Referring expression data
Segment Open

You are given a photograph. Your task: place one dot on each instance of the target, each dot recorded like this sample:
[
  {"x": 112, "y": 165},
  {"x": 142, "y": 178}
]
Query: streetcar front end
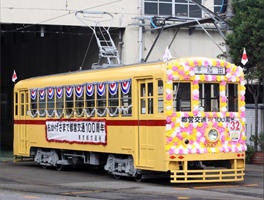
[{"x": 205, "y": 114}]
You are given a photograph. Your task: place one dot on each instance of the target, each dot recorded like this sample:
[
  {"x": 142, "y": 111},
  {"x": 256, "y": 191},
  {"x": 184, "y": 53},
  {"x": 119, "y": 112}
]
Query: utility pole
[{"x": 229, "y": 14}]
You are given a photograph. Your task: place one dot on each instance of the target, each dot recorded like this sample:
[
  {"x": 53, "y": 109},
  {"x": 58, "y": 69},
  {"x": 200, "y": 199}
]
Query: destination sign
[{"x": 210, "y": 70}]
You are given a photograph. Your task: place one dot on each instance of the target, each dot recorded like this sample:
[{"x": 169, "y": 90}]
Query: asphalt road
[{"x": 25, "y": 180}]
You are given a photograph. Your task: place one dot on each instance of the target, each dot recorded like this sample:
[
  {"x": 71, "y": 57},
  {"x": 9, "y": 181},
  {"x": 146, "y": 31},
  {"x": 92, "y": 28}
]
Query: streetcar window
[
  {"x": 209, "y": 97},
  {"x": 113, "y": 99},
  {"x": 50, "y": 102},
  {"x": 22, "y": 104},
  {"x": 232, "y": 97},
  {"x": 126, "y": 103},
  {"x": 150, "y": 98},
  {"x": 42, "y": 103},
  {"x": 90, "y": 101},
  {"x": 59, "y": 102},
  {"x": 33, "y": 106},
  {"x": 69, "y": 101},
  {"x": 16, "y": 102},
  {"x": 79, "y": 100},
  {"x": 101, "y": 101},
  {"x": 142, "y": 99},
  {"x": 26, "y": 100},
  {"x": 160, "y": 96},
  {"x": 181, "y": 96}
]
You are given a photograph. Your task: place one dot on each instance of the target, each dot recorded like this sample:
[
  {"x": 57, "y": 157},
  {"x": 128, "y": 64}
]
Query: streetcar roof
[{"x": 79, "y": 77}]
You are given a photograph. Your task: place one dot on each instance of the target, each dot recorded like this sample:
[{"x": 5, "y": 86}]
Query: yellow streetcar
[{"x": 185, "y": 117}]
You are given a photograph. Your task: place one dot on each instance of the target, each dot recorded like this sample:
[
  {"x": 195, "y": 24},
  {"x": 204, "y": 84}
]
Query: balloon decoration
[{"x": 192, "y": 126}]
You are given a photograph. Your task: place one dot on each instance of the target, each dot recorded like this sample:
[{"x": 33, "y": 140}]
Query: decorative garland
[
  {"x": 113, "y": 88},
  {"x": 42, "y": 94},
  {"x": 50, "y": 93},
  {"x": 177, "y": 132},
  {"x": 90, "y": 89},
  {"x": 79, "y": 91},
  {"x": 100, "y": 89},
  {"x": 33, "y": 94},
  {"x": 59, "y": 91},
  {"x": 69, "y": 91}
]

Segment Closed

**WHAT TO DO**
Word for word, reproduce all the data, but not the pictures.

**REPLY**
You are given a photograph. Your task: place one dot on each instance of the target, each dot recorded like this sample:
[
  {"x": 112, "y": 165},
  {"x": 142, "y": 178}
]
Query: streetcar front end
[{"x": 205, "y": 114}]
You are given a photograph. Your task: place one dot on each instance of the target, each dot recorded like this sample:
[
  {"x": 142, "y": 111},
  {"x": 256, "y": 191},
  {"x": 184, "y": 53},
  {"x": 119, "y": 112}
]
Query: utility pole
[{"x": 229, "y": 14}]
You are given a photograph. Your task: place one dot on each instance of the target, each dot recorded like this sample:
[
  {"x": 53, "y": 109},
  {"x": 58, "y": 69},
  {"x": 200, "y": 199}
]
Query: destination sign
[{"x": 210, "y": 70}]
You are given a photograph. Your task: place one dot on each instance of the target, each dot recorded like this sample:
[{"x": 169, "y": 90}]
Query: asphalt road
[{"x": 25, "y": 180}]
You are given a photograph. Your task: place one dot on each instance of the target, each dot recorded like this sample:
[
  {"x": 71, "y": 57},
  {"x": 9, "y": 181},
  {"x": 146, "y": 31},
  {"x": 92, "y": 28}
]
Query: streetcar window
[
  {"x": 209, "y": 97},
  {"x": 113, "y": 99},
  {"x": 50, "y": 102},
  {"x": 22, "y": 104},
  {"x": 232, "y": 97},
  {"x": 126, "y": 103},
  {"x": 150, "y": 98},
  {"x": 42, "y": 103},
  {"x": 90, "y": 101},
  {"x": 59, "y": 102},
  {"x": 33, "y": 106},
  {"x": 69, "y": 101},
  {"x": 16, "y": 102},
  {"x": 79, "y": 100},
  {"x": 101, "y": 101},
  {"x": 142, "y": 99},
  {"x": 26, "y": 100},
  {"x": 160, "y": 96},
  {"x": 181, "y": 96}
]
You are given a photograph. Your task: place one dot on each instance of the target, each dot recorded like this sample:
[
  {"x": 57, "y": 157},
  {"x": 128, "y": 64}
]
Query: streetcar roof
[{"x": 79, "y": 77}]
You are given a photograph. Your task: place one dot on each instance of the target, each dot recorded like this sample:
[{"x": 5, "y": 86}]
Query: yellow streetcar
[{"x": 185, "y": 117}]
You are given a photograph. Your task: place one dot on each instance of the target, each dot recorded like this sample:
[
  {"x": 195, "y": 24},
  {"x": 204, "y": 84}
]
Query: balloon decoration
[{"x": 192, "y": 126}]
You are given a photograph. Your task: place one dot on each instance of the target, each dot recorded like this sample:
[{"x": 33, "y": 140}]
Query: decorative garland
[
  {"x": 113, "y": 88},
  {"x": 42, "y": 94},
  {"x": 50, "y": 93},
  {"x": 177, "y": 132},
  {"x": 90, "y": 89},
  {"x": 79, "y": 91},
  {"x": 100, "y": 89},
  {"x": 33, "y": 94},
  {"x": 59, "y": 91},
  {"x": 69, "y": 91}
]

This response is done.